= Task instructions =
- a) List every demand that the SFMOMA passage says the petition makes of the museum.
- b) Repeat the SFMOMA passage word for word between "Last month, SFMOMA" and "through June 30.", inclusive.

= Text block =
A group of staff furloughed from the San Francisco Museum of Art (SFMOMA) has penned an open letter to director Neal Benezra and members of the executive cabinet asking the museum to retain its staff. The petition articulates a series of pointed demands to the institution, including enforcing larger leadership pay cuts; de-accessioning artwork; and asking trustees to generate the sum necessary to cover salaries.
Last month, SFMOMA laid off 131 on-call (contracted or freelance) employees and announced plans to furlough around 200 regular staffers by May 1, confronting a projected revenue loss of $8 million through June 30 due to the coronavirus pandemic. The museum has now received $6.2 million in federal funding through the CARES Act’s Paycheck Protection Program (PPP), allowing it to lift its staff furlough and keep regular staff employed and receiving benefits through June 30.
However, the petition’s authors emphasize that SFMOMA management has not yet addressed their demands and that its moratorium on furloughs through the end of June is a “temporary reprieve” that only “kicks the can down the road.”
“The federal Paycheck Protection Program is stepping in where our leadership and board have not,” they write.
One of the letter’s authors, who preferred to remain anonymous, told Hyperallergic that during an all-staff meeting this morning the museum “stated fairly plainly that they’re still looking at layoffs at the end of this period.”

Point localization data
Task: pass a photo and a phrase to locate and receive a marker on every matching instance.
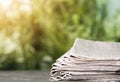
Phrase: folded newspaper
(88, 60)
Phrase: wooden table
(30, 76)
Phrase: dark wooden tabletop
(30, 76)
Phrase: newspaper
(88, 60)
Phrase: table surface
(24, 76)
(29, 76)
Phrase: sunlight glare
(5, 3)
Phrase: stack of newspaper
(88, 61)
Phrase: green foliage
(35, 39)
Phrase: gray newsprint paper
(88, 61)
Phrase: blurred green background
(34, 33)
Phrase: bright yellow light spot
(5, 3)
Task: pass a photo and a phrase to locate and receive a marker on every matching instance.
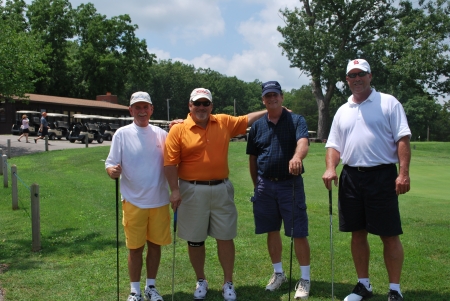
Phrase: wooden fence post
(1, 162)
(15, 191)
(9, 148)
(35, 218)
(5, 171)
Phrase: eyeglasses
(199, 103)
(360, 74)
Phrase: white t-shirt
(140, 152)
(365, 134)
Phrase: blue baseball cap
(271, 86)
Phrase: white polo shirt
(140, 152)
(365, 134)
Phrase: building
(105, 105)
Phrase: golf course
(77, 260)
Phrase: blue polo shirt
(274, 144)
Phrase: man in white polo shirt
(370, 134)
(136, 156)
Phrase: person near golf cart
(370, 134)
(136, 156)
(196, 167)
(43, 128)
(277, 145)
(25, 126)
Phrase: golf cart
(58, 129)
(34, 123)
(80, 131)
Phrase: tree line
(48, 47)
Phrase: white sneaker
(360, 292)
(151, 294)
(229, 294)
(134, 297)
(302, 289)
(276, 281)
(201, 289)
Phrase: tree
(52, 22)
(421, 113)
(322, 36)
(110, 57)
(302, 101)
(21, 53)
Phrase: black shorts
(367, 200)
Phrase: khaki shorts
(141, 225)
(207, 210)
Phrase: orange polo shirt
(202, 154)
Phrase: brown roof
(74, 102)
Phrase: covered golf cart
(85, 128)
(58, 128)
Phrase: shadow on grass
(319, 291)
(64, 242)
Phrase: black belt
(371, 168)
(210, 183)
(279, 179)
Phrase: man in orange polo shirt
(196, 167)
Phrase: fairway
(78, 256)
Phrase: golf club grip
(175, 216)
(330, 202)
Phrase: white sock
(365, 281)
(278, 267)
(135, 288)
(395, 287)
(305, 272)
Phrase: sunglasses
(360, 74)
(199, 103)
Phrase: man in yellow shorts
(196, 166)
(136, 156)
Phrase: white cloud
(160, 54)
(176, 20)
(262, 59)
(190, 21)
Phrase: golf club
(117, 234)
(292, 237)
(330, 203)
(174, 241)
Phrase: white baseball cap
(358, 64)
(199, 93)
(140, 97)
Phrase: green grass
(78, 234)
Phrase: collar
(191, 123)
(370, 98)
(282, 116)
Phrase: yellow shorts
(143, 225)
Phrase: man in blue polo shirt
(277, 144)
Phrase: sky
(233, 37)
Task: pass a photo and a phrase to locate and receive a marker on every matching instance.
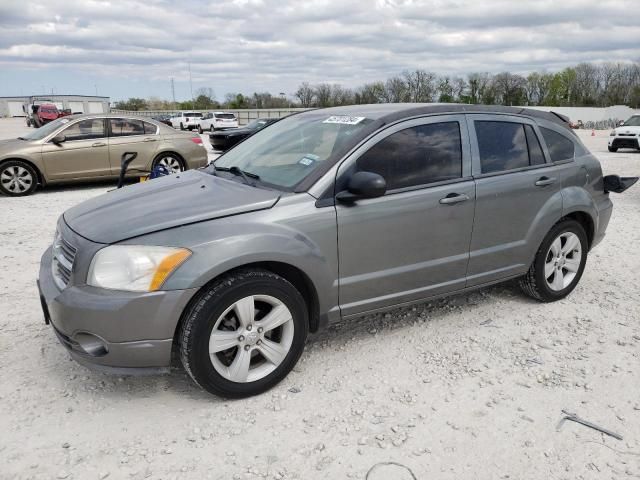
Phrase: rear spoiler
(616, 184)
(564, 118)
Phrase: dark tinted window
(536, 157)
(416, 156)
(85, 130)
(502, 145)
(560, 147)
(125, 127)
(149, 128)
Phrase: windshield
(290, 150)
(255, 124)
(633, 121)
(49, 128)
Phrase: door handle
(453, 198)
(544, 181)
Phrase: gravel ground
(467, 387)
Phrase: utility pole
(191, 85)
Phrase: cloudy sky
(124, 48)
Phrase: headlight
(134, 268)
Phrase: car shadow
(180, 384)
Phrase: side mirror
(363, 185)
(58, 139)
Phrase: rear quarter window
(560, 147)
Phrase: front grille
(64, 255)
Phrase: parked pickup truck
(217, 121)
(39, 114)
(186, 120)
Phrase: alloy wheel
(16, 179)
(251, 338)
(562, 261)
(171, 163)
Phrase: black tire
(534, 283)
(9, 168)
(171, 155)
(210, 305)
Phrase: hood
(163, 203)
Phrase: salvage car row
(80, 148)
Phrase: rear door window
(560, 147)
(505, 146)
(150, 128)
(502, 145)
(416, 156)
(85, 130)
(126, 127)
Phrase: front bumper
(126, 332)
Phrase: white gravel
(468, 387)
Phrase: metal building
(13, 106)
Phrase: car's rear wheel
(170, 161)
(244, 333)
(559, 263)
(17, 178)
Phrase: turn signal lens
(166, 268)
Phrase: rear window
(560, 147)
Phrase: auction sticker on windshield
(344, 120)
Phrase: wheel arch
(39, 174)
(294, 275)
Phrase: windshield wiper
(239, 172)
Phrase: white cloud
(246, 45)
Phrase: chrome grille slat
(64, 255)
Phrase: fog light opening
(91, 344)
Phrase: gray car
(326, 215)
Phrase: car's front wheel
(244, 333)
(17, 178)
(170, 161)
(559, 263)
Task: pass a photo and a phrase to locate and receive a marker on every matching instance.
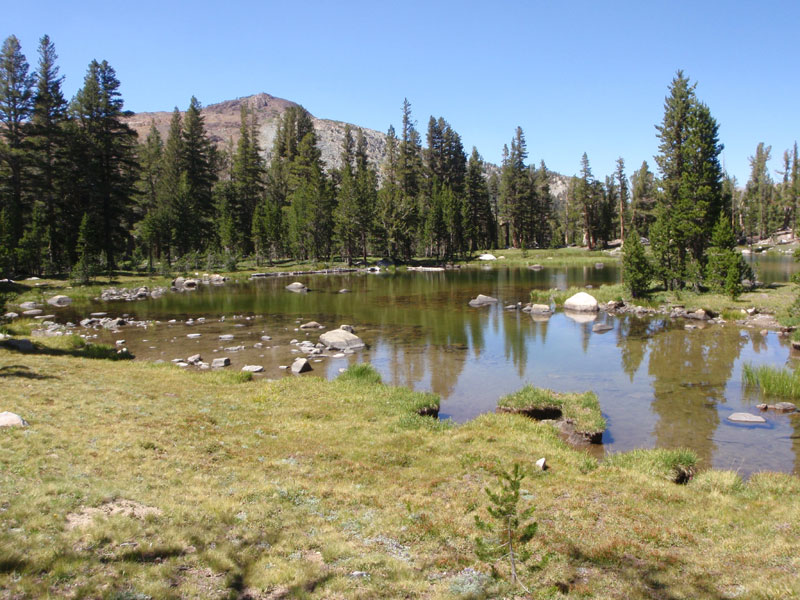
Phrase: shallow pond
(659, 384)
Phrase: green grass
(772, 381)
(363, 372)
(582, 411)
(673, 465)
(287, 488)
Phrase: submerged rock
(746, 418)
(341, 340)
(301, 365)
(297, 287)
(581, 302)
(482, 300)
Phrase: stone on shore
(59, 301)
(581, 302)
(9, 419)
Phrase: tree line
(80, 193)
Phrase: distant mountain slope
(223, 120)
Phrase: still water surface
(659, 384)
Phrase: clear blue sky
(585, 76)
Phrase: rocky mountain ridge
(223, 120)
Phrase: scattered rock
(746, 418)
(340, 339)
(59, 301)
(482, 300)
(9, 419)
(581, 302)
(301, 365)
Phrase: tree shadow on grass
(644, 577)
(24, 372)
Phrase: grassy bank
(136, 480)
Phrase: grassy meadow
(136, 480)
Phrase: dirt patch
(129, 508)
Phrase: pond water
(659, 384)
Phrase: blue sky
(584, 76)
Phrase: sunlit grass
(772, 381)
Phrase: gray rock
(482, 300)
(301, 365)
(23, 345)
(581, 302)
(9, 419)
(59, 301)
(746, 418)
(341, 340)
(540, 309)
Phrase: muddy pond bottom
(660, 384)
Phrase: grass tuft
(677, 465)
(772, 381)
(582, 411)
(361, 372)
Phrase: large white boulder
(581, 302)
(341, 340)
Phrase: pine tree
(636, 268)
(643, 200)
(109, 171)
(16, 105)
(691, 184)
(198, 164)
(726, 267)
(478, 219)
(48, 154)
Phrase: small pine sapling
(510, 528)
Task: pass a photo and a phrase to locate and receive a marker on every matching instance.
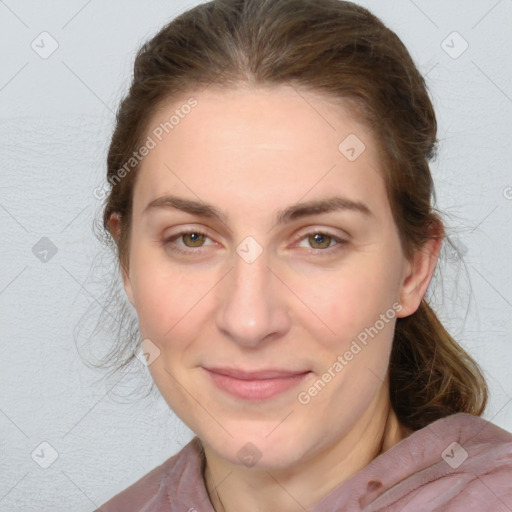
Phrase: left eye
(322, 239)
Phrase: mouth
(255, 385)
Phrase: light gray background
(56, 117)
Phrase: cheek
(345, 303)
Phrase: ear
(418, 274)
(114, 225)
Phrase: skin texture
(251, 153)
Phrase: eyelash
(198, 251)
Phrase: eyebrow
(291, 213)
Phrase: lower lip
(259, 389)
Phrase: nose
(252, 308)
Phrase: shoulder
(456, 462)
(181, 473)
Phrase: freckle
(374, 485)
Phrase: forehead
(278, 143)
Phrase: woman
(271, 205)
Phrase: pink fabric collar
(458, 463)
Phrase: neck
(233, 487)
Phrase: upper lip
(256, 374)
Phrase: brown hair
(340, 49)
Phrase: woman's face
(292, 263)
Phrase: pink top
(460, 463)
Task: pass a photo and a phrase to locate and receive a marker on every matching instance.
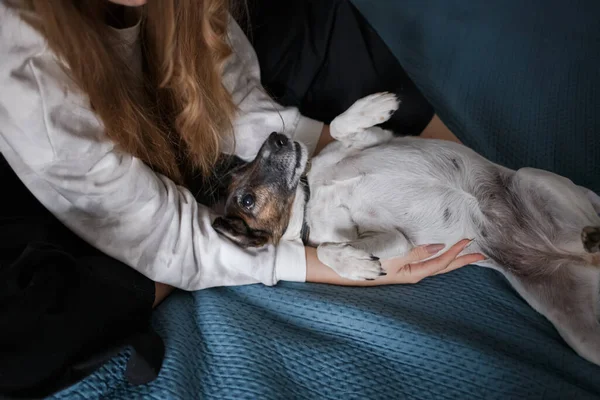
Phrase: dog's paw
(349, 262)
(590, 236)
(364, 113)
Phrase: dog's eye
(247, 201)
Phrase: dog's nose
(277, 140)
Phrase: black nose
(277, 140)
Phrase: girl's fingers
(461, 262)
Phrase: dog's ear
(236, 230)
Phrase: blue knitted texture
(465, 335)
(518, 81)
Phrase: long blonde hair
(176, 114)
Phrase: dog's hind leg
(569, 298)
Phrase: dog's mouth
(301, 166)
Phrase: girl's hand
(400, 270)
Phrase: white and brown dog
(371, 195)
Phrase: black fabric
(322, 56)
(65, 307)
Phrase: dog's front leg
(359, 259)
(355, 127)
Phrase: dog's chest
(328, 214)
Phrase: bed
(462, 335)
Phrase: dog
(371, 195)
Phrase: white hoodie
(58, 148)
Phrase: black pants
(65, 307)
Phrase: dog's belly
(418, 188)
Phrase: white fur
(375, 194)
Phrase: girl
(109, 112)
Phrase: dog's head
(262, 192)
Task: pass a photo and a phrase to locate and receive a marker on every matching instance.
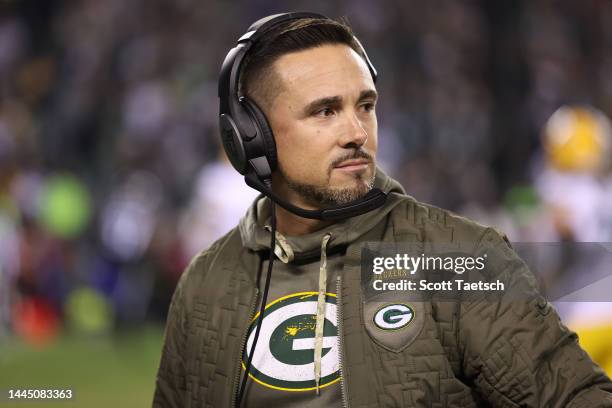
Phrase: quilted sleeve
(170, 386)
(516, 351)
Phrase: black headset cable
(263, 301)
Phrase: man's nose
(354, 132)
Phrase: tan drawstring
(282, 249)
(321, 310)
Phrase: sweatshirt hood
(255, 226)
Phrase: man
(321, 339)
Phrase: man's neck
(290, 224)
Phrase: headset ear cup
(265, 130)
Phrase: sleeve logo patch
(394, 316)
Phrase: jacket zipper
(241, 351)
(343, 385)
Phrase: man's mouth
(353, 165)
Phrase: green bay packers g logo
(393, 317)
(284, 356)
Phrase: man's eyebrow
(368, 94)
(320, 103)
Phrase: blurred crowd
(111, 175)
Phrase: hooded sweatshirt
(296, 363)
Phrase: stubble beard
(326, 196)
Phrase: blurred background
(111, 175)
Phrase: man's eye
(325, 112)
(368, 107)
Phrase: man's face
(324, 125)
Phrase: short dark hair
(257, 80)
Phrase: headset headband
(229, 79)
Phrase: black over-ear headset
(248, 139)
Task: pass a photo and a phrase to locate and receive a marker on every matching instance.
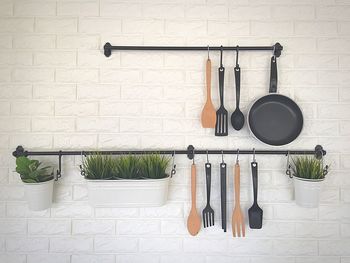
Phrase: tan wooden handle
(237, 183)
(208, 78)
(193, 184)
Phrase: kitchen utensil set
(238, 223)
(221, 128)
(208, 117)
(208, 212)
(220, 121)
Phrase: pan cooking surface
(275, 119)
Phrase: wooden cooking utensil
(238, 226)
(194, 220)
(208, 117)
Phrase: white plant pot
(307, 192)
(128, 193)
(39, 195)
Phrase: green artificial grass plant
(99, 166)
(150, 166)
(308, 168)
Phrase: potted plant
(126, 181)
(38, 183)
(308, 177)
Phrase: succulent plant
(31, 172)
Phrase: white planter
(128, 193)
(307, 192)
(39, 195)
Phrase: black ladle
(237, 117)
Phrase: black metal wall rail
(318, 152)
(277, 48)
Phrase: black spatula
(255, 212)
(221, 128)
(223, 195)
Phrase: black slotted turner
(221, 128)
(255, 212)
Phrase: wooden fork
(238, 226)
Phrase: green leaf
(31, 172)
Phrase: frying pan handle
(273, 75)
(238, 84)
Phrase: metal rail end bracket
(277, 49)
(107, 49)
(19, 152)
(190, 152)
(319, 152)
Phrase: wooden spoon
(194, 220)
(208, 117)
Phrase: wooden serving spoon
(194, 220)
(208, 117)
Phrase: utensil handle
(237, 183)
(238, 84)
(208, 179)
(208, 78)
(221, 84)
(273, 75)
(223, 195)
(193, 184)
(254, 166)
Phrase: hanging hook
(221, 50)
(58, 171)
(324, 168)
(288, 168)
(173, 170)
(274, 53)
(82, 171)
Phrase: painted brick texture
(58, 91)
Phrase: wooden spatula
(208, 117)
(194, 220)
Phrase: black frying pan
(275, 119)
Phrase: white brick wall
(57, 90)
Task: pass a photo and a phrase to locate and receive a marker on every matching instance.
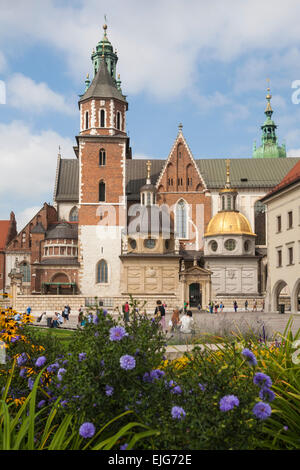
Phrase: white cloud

= Outputs for the tasks =
- a)
- Enforcing larger leadership pay cuts
- De-accessioning artwork
- Asking trustees to generate the sum necessary to cover salaries

- b)
Last month, SFMOMA laid off 131 on-call (contracted or freelance) employees and announced plans to furlough around 200 regular staffers by May 1, confronting a projected revenue loss of $8 million through June 30 due to the coronavirus pandemic. The museum has now received $6.2 million in federal funding through the CARES Act’s Paycheck Protection Program (PPP), allowing it to lift its staff furlough and keep regular staff employed and receiving benefits through June 30.